Document extract.
━━━
Re: FahCore 23 broken on Fedora 39

Posted: Sun Dec 03, 2023 6:52 pm
by bikeaddict
From what I can tell, Core22 uses OpenMM 7.7 and Core23 uses OpenMM 8.0. The documentation for both versions says the OpenCL platform requires SSE 4.1. Maybe something was changed in Core23 or OpenMM 8.0 that executes SSE 4.1 instructions that causes a crash.

It would be up to the F@H core developer(s) to determine if this can be fixed and whether they are willing to do so.

But the cost of picking up more modern hardware with SSE4.x and AVX support is minimal. I previously used a HP Z240 Tower and Dell Precision T3600 workstation with 6-pin to 8-pin PCIe adapters that could easily power a GTX 1660 Super. These are now available for $100 or less on eBay, FB Marketplace or Craigslist. See greenpcgamers.com and their YouTube channel for HOWTOs.
━━━
Stated problem 1. Translate this sentence from the forum post about FahCore 23 into Spanish: "The documentation for both versions says the OpenCL platform requires SSE 4.1."
The forum post and the records that follow it have no connection to each other.
━━━
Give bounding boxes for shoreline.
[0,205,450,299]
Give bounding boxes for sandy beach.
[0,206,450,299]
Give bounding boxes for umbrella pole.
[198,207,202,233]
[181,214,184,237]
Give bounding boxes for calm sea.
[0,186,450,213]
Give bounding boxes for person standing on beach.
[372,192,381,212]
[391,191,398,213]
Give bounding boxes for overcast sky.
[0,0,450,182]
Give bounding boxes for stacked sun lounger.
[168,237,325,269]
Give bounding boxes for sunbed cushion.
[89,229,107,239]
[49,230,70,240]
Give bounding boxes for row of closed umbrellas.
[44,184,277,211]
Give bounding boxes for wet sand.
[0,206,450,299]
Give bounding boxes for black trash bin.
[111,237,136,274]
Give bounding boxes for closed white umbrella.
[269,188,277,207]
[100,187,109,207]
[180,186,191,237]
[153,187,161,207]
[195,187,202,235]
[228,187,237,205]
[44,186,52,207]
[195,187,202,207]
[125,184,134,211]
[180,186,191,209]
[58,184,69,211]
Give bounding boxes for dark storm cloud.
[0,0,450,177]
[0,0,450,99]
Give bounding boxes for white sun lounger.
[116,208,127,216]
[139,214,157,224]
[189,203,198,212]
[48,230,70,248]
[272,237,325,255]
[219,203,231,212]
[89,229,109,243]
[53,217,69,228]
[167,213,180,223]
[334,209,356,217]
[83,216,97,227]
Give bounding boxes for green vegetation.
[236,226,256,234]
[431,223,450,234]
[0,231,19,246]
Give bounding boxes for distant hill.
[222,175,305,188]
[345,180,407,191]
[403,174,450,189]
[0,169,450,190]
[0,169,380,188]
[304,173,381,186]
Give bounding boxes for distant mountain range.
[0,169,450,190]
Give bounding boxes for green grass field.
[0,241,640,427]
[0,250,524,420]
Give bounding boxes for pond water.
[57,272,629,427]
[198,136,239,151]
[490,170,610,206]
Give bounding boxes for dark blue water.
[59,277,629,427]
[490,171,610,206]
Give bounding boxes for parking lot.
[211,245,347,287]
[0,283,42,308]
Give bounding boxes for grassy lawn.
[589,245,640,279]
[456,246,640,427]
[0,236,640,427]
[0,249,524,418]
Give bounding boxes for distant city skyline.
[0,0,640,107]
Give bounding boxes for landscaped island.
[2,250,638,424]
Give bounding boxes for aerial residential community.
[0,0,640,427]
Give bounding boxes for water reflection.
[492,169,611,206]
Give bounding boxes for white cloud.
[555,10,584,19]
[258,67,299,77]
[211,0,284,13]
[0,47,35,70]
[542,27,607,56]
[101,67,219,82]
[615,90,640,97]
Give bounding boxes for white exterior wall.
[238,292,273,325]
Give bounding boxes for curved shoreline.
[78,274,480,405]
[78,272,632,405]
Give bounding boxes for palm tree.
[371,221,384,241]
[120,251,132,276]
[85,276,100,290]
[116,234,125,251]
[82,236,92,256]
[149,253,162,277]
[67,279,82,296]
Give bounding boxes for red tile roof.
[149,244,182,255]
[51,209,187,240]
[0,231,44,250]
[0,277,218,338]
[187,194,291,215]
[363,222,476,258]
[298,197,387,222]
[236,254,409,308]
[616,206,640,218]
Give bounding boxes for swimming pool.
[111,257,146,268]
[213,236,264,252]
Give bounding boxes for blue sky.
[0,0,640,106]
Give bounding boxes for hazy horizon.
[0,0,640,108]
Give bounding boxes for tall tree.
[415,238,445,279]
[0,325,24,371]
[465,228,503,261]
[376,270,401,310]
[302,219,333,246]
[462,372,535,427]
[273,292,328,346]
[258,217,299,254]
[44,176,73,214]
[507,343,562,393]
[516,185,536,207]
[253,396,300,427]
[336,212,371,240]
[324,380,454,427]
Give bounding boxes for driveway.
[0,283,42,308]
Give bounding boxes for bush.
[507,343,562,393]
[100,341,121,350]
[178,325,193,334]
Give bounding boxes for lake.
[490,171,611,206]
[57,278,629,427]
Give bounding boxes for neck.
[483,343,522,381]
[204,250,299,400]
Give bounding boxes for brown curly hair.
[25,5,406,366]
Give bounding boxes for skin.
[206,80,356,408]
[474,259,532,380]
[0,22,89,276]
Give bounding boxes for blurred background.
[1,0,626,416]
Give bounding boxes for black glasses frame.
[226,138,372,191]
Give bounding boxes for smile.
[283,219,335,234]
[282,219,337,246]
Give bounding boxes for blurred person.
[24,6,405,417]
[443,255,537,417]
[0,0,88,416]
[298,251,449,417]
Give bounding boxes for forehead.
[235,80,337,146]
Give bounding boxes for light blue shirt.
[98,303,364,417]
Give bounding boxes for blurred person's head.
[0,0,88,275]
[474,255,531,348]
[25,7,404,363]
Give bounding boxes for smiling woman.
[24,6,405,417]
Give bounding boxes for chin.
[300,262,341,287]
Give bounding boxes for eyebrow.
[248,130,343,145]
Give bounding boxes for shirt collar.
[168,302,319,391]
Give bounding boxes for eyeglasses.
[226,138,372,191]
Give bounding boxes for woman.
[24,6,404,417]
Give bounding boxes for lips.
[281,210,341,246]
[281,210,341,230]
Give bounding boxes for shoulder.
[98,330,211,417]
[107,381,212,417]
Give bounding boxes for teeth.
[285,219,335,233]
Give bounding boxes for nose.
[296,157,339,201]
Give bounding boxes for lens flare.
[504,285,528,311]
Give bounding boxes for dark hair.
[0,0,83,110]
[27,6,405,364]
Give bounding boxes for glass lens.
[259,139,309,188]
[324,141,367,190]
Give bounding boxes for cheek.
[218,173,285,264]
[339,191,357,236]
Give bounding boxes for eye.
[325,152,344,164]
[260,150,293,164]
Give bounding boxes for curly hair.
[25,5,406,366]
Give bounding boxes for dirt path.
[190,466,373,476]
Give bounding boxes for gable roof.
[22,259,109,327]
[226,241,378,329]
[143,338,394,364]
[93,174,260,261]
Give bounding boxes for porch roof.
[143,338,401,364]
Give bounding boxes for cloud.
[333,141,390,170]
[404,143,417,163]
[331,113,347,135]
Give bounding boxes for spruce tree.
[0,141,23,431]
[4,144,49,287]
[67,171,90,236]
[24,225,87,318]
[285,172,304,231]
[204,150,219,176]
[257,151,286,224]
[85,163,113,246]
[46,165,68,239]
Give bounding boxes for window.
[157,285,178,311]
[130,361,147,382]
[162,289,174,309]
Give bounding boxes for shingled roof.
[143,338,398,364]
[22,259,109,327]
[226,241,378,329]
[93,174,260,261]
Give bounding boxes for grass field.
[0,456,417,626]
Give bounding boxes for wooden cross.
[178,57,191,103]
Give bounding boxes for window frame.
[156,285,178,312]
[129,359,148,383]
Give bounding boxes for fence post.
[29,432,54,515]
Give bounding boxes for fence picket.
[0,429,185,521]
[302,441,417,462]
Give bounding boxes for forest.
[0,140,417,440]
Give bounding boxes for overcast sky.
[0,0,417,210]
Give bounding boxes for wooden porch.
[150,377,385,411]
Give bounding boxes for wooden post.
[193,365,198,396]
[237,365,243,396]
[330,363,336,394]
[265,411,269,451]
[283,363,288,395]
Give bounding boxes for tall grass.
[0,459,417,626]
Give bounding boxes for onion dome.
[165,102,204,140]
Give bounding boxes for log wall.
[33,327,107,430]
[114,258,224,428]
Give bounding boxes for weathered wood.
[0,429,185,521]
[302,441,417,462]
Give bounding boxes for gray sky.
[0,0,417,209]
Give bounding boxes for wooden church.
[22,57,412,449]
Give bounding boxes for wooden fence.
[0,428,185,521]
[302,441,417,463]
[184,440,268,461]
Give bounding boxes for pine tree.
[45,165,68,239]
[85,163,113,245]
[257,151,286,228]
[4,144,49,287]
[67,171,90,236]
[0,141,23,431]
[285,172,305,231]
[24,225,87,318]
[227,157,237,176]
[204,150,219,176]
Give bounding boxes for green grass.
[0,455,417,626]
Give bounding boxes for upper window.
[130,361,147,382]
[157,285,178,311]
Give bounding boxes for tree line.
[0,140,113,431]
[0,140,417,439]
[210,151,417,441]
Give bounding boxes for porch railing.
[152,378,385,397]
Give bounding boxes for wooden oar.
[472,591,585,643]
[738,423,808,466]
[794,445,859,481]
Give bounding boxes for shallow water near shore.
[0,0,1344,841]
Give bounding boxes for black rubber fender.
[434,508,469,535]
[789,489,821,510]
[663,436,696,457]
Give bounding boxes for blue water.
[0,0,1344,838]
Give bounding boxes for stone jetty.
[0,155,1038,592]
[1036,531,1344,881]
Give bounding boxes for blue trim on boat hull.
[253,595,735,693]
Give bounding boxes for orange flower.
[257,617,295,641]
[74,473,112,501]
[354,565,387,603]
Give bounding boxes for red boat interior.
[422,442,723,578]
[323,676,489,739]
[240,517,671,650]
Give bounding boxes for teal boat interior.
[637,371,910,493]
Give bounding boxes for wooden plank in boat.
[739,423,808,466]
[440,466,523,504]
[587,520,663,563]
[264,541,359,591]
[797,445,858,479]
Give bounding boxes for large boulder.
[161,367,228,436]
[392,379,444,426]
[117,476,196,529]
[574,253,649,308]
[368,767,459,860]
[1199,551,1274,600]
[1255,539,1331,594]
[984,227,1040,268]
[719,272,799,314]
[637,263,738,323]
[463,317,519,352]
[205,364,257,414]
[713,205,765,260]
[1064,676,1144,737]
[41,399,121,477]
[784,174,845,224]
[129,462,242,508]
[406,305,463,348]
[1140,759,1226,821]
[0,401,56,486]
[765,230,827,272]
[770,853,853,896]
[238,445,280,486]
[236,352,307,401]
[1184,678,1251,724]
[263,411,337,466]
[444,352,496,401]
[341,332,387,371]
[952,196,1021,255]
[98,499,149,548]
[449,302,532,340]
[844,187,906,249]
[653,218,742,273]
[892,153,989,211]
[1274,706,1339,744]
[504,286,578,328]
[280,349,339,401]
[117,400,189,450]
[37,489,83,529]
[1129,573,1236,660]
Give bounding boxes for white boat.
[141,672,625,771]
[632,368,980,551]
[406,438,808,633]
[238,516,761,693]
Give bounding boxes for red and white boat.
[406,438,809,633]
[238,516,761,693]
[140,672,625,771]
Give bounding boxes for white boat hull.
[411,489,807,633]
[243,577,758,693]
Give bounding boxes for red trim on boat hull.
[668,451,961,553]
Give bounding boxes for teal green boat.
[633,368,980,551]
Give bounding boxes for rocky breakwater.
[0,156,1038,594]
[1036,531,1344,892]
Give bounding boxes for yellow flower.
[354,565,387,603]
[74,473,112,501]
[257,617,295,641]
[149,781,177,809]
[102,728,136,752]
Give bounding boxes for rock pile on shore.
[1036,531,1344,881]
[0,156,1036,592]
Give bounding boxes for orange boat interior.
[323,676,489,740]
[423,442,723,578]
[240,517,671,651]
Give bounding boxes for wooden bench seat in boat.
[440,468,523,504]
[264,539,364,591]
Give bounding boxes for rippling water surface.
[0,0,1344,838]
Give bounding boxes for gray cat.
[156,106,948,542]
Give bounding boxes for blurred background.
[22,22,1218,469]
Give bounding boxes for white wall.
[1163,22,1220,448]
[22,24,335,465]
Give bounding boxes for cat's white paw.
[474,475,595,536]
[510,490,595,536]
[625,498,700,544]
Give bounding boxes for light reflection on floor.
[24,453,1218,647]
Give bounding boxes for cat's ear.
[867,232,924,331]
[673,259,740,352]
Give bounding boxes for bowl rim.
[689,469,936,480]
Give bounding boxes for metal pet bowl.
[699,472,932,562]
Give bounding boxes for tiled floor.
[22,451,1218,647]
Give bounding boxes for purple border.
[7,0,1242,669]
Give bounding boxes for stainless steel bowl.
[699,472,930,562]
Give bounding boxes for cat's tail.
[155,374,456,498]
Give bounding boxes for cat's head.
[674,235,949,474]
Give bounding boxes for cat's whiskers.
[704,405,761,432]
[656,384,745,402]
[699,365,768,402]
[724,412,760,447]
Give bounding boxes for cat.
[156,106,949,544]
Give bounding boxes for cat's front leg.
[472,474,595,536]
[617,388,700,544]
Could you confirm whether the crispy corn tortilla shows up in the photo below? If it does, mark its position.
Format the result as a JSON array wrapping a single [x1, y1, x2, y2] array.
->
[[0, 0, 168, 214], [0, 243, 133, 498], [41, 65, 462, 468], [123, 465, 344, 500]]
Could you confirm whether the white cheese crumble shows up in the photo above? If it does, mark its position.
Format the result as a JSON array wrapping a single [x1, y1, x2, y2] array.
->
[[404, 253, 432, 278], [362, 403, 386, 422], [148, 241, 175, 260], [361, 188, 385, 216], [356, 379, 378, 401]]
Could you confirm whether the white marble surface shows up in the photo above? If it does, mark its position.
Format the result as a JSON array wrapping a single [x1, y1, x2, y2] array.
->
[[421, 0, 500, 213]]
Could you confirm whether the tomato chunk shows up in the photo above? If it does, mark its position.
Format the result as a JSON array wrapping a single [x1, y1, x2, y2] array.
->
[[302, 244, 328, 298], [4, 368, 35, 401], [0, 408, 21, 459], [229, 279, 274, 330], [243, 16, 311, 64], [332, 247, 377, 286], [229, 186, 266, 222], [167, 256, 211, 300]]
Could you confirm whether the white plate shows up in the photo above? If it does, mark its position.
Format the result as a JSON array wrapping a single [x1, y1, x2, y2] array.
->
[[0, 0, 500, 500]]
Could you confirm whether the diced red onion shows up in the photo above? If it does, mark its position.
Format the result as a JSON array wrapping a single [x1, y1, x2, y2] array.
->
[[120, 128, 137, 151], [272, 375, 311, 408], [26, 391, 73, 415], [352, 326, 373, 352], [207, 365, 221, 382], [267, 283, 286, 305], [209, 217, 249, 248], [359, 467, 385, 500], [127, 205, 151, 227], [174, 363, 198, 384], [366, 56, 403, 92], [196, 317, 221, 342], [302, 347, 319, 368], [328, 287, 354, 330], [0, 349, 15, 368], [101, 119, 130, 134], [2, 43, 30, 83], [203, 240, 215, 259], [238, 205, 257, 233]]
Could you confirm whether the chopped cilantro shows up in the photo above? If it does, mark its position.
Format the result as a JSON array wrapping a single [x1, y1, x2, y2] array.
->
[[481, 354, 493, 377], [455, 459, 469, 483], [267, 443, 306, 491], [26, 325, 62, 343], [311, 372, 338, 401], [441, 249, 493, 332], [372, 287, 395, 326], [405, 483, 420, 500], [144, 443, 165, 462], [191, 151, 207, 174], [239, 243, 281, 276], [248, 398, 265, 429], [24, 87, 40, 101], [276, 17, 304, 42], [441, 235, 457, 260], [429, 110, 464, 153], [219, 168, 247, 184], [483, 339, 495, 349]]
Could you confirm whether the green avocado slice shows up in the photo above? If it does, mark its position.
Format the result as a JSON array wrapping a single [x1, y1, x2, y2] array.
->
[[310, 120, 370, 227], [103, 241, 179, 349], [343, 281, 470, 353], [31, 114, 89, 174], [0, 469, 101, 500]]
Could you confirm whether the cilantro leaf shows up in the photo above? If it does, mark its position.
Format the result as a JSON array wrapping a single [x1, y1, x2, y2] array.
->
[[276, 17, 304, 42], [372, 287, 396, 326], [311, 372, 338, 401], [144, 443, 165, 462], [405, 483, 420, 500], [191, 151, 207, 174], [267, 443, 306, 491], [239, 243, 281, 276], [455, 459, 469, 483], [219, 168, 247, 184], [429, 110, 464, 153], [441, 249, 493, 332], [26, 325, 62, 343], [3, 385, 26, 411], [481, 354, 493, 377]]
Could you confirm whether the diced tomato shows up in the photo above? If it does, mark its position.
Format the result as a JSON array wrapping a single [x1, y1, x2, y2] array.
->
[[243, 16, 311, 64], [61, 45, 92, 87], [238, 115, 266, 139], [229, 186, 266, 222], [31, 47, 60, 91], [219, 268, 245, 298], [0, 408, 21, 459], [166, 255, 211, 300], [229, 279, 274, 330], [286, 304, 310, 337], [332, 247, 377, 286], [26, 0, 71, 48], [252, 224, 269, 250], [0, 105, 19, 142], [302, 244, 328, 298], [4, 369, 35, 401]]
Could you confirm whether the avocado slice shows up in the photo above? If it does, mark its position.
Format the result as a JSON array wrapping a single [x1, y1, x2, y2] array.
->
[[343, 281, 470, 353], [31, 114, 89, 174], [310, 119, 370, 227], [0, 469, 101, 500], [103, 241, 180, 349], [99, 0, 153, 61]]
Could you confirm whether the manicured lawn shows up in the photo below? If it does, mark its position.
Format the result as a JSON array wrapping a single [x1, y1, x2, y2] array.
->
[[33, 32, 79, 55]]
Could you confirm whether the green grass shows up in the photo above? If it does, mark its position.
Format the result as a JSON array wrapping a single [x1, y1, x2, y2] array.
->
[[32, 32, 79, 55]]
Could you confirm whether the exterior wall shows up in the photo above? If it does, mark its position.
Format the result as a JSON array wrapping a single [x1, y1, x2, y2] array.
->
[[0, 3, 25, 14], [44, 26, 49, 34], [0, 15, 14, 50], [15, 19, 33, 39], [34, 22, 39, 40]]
━━━
Stated problem 2. In the records, substitute "blossom" for "flower" in the lines from the line with "Give bounding boxes for white boat." up to and including the line with "[24,453,1218,647]". Reproduce only those lines, otherwise unchanged.

Correct result 1. La documentación de ambas versiones indica que la plataforma OpenCL requiere SSE 4.1.

Correct result 2.
Give bounding boxes for white boat.
[141,672,625,771]
[632,368,980,551]
[406,438,808,633]
[238,516,761,693]
Give bounding boxes for red and white boat.
[406,438,809,633]
[238,516,761,693]
[140,672,625,771]
Give bounding boxes for white boat hull.
[411,489,807,633]
[243,577,758,693]
Give bounding boxes for red trim on boat hull.
[668,451,961,553]
Give bounding boxes for teal green boat.
[633,368,980,551]
Give bounding boxes for rocky breakwater.
[0,156,1038,594]
[1036,531,1344,892]
Give bounding boxes for yellow blossom.
[354,565,387,603]
[74,473,112,501]
[257,617,295,641]
[149,781,177,809]
[102,728,136,752]
Give bounding boxes for rock pile on shore.
[1036,531,1344,881]
[0,156,1036,592]
Give bounding boxes for orange boat interior.
[323,676,489,740]
[423,442,723,578]
[240,517,671,651]
Give bounding boxes for wooden bench seat in boat.
[440,468,523,504]
[264,539,364,591]
Give bounding boxes for rippling water surface.
[0,0,1344,838]
Give bounding boxes for gray cat.
[156,106,948,542]
Give bounding boxes for blurred background.
[22,22,1218,469]
Give bounding boxes for white wall.
[1163,22,1220,448]
[22,24,335,465]
Give bounding boxes for cat's white paw.
[474,475,595,536]
[510,490,595,536]
[625,498,700,544]
Give bounding boxes for light reflection on floor.
[24,453,1218,647]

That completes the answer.